[Point annotations for photos]
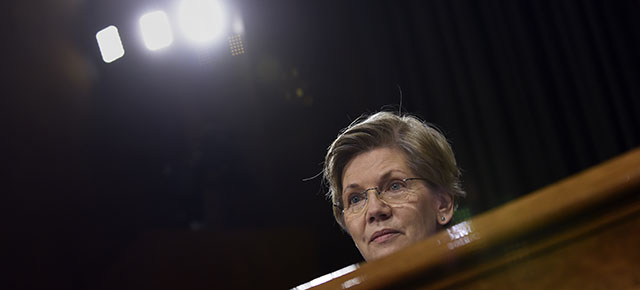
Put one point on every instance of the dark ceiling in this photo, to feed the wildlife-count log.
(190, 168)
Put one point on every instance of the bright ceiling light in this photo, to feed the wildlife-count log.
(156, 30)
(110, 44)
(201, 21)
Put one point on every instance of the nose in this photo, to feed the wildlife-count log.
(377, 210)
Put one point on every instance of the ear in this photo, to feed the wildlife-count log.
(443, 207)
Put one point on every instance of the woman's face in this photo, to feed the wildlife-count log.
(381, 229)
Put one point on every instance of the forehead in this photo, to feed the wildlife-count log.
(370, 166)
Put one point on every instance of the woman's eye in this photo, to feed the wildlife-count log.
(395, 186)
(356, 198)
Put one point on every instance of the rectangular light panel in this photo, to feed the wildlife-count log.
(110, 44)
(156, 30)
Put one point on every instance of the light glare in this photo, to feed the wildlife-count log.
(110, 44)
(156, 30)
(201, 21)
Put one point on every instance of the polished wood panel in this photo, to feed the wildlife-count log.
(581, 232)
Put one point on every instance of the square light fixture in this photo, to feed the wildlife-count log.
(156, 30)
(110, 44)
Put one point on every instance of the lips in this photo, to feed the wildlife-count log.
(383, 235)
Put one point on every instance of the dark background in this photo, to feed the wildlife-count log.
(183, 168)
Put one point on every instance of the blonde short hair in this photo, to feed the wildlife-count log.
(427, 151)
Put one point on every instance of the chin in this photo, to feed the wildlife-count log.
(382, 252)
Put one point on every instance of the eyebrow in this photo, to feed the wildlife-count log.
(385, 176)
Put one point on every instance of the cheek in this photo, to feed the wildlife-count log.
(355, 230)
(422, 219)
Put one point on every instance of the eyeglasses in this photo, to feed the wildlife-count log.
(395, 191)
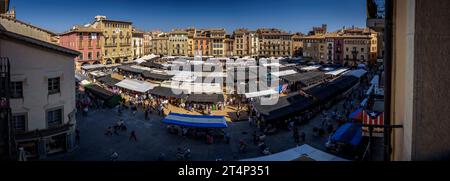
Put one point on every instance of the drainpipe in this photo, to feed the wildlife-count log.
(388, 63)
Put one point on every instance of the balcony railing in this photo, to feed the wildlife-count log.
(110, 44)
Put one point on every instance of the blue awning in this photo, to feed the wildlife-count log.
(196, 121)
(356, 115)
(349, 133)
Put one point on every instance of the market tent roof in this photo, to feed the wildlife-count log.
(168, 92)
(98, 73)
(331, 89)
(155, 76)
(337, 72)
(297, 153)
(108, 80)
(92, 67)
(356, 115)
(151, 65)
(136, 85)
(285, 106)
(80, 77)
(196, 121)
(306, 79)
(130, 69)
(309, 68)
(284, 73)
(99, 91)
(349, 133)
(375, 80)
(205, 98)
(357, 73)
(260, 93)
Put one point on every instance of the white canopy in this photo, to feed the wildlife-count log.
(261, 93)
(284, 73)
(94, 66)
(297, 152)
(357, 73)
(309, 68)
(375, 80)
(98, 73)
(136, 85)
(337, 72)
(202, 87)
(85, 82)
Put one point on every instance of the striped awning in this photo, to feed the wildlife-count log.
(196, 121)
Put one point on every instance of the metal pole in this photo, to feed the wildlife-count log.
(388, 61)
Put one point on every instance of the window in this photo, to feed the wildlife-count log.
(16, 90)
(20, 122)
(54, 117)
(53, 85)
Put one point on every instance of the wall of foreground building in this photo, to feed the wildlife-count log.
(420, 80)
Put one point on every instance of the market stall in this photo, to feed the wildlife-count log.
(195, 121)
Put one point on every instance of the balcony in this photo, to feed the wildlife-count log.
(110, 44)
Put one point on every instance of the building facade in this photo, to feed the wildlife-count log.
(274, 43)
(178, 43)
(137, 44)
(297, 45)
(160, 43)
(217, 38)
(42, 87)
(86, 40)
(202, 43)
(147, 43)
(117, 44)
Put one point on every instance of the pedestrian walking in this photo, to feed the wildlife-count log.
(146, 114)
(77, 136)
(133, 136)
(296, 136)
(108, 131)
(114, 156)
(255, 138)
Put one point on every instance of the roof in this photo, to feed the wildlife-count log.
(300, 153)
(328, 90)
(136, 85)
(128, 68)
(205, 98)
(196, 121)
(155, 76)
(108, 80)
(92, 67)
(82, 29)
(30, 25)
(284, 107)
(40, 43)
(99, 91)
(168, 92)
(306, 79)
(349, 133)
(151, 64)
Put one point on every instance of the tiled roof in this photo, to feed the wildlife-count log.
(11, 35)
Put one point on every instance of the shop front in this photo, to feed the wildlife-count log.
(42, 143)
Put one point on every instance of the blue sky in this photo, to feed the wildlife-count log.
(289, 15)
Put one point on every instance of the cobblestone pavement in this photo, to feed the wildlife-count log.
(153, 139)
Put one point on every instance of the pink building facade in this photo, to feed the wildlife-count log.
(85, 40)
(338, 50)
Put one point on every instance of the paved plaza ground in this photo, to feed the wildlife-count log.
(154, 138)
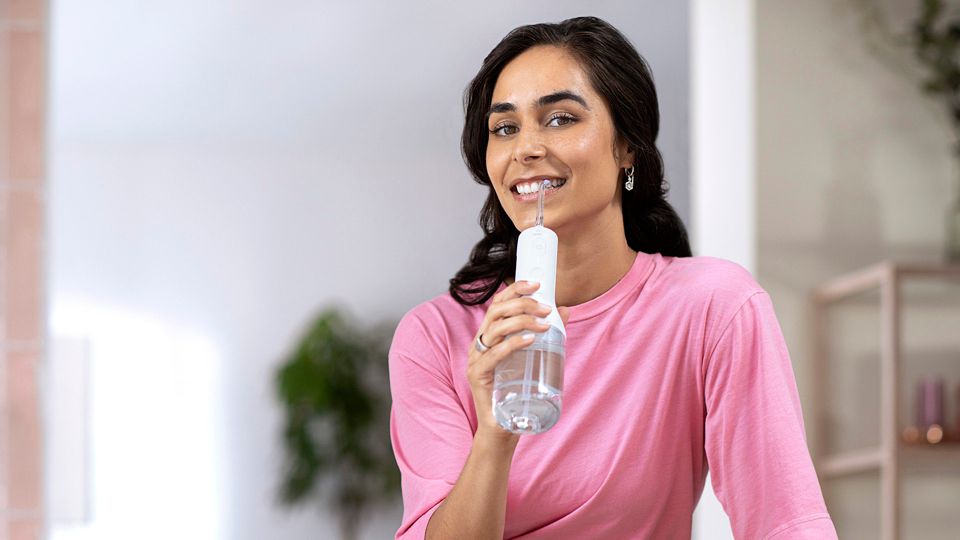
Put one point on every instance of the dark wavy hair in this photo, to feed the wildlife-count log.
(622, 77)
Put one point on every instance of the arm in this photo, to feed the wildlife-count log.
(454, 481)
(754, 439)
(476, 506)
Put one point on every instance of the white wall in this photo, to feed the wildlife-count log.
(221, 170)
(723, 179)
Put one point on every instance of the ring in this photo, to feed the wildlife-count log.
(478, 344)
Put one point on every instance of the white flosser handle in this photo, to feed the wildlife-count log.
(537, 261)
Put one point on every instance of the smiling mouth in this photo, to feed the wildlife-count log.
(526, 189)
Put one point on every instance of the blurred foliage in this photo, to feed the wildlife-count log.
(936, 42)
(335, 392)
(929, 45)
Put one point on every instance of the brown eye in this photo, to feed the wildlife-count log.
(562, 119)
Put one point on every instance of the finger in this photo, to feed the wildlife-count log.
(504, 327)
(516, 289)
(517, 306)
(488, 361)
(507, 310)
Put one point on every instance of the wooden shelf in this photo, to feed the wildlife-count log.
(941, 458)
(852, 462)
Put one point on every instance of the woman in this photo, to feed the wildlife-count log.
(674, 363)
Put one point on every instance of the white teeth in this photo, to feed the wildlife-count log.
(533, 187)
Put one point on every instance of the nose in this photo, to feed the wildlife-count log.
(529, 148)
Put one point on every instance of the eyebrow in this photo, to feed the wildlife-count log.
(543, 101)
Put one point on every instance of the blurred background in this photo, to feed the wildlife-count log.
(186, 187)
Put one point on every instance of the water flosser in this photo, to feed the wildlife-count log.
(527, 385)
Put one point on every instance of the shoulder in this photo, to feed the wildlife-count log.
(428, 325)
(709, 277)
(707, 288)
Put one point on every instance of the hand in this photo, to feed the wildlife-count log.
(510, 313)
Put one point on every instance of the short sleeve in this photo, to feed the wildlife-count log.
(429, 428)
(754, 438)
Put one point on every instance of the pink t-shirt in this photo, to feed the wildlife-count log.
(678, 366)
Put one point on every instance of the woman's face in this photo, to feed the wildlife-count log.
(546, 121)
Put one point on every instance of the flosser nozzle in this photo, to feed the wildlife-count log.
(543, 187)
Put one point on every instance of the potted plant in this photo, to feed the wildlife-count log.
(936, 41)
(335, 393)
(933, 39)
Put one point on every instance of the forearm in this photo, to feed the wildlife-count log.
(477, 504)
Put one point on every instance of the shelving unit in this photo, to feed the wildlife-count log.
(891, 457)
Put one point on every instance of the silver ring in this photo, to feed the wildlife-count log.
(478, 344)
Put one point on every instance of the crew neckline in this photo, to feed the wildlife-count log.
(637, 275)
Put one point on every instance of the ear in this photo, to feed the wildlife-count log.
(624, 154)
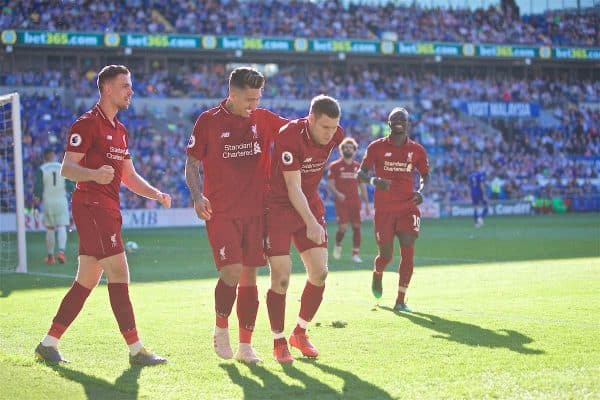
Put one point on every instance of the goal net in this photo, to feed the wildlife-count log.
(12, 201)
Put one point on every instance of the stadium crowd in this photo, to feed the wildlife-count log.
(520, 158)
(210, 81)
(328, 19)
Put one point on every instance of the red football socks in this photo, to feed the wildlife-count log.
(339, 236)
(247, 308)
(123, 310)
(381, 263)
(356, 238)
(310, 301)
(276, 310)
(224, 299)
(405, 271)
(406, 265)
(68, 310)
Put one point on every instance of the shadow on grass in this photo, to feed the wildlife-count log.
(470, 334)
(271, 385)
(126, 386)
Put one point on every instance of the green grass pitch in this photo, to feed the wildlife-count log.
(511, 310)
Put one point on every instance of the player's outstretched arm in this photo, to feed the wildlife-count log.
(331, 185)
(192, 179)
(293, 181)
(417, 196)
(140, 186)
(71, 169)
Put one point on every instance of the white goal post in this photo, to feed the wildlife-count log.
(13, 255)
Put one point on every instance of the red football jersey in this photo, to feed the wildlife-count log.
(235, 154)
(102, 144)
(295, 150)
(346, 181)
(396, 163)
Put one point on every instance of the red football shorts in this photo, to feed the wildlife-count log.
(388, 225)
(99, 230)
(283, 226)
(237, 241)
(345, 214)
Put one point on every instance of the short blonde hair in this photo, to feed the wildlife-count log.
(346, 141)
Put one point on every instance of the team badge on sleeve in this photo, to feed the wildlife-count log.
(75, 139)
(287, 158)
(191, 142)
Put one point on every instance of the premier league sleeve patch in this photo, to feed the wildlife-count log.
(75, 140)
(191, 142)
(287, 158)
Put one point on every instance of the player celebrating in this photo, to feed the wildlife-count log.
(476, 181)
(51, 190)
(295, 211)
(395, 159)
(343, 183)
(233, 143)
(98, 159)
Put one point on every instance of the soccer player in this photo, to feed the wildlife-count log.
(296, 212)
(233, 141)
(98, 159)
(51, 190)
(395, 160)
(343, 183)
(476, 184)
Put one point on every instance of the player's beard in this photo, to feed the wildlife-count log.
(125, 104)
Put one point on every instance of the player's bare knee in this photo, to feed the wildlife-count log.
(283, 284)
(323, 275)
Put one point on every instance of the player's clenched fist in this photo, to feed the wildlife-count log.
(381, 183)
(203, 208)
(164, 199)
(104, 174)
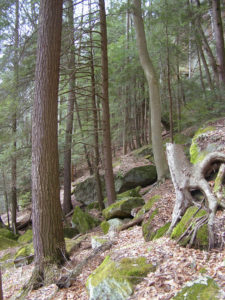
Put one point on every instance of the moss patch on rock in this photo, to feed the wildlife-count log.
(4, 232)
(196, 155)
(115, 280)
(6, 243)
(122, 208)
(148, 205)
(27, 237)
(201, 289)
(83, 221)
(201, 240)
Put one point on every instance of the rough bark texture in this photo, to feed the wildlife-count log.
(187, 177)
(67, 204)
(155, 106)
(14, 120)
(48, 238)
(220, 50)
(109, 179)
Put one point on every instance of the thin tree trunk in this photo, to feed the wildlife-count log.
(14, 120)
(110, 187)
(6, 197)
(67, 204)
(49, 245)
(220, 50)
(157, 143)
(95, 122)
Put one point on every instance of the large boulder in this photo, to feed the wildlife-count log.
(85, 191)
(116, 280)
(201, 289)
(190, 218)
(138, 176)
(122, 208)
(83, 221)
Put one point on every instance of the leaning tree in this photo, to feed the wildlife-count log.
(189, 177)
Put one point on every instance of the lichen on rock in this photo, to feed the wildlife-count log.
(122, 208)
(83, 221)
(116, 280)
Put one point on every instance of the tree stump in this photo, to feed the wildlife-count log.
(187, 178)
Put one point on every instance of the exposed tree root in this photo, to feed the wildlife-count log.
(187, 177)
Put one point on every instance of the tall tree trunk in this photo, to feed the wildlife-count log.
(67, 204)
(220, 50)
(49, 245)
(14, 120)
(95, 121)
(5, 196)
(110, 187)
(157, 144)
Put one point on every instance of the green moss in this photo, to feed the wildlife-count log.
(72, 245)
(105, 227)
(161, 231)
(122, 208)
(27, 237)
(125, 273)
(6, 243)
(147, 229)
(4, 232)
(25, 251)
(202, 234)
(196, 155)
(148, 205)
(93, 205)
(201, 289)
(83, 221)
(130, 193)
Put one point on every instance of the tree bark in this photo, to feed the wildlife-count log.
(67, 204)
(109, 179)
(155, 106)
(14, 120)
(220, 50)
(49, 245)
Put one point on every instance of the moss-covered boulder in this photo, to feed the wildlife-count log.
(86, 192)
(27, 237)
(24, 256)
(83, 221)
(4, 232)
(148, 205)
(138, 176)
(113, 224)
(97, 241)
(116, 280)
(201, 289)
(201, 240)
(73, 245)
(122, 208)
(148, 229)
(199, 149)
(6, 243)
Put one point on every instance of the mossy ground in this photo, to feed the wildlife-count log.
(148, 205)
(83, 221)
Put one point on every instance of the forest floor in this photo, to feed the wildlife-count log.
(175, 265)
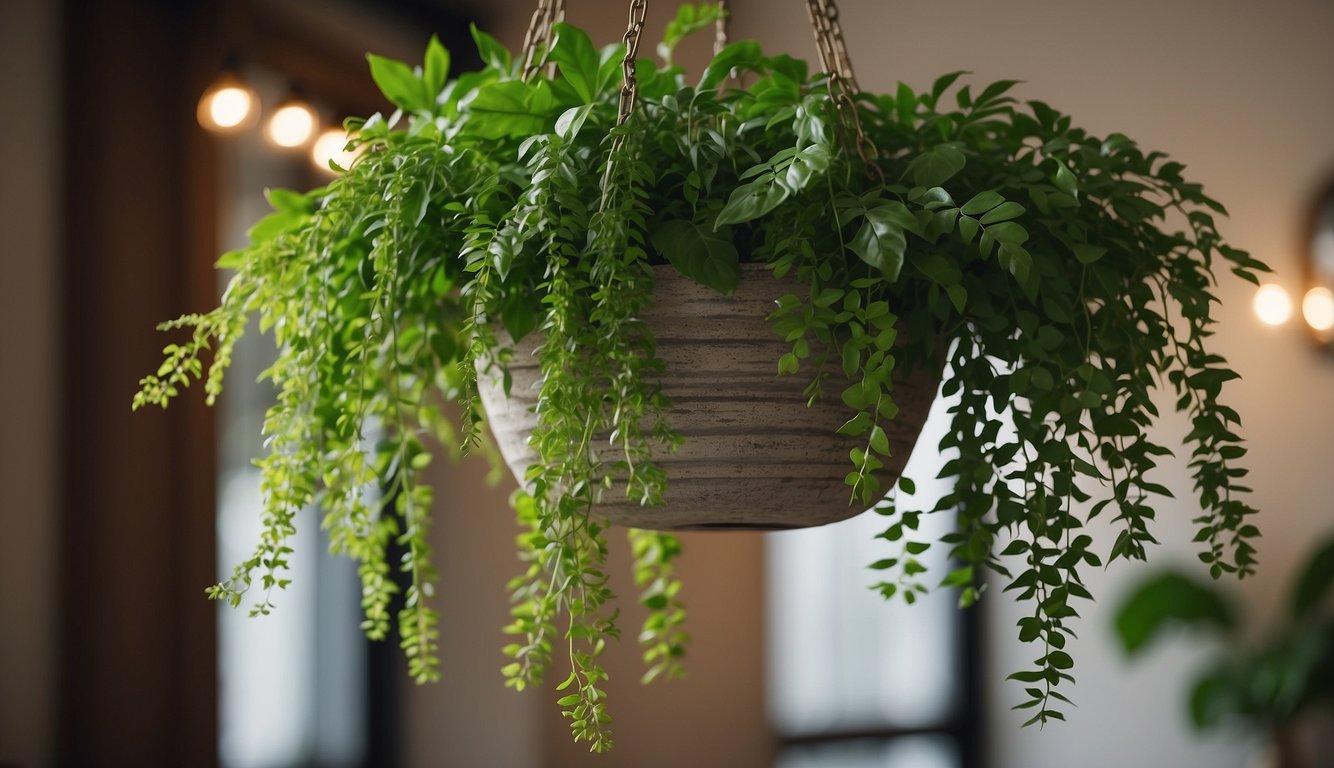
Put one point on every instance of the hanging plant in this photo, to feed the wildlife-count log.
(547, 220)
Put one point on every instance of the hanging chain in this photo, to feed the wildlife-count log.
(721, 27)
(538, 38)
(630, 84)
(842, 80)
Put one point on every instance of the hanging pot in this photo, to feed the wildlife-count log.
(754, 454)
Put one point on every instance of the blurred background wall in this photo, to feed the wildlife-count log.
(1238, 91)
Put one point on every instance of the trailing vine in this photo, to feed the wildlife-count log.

The exercise
Write out exactly the lines beginning with the line that holds "Put one point on every instance of the tree bark" and ending with the final line of the data, both ends included, without the pictures.

Task response
Put one point on every instance of the tree bark in this photo, to feed the wildlife-count log.
(67, 204)
(109, 179)
(155, 106)
(14, 120)
(220, 50)
(49, 245)
Put one point on every instance of the moss-covered boulder in this photo, to feed the wildlife-count log.
(86, 192)
(27, 237)
(24, 256)
(83, 221)
(4, 232)
(148, 205)
(138, 176)
(113, 224)
(97, 241)
(116, 280)
(201, 289)
(201, 240)
(73, 245)
(122, 208)
(148, 229)
(199, 149)
(6, 243)
Put one point on every instance of the mossy ground in this photo, to feed the wildlife-count log.
(148, 205)
(83, 221)
Put one point on every instance of the forest floor in this photo, to feed the wildlife-count log.
(175, 265)
Put one point on every instance of the hanging plant in this photo, to feed the wildlife-count log.
(547, 220)
Put one point on every instance of the hanging chain in this photo, to feed the wildlife-count log.
(721, 27)
(538, 38)
(630, 84)
(842, 80)
Put one point on every instance of the hanging pot in this photo, to feed the wildlife-count log.
(754, 454)
Put one point on every instance of the blurred background wall in this photo, to feed the wildlife-count log.
(1238, 91)
Put one point on every instance of the trailing vine in this photo, to feed the wildlife-count log.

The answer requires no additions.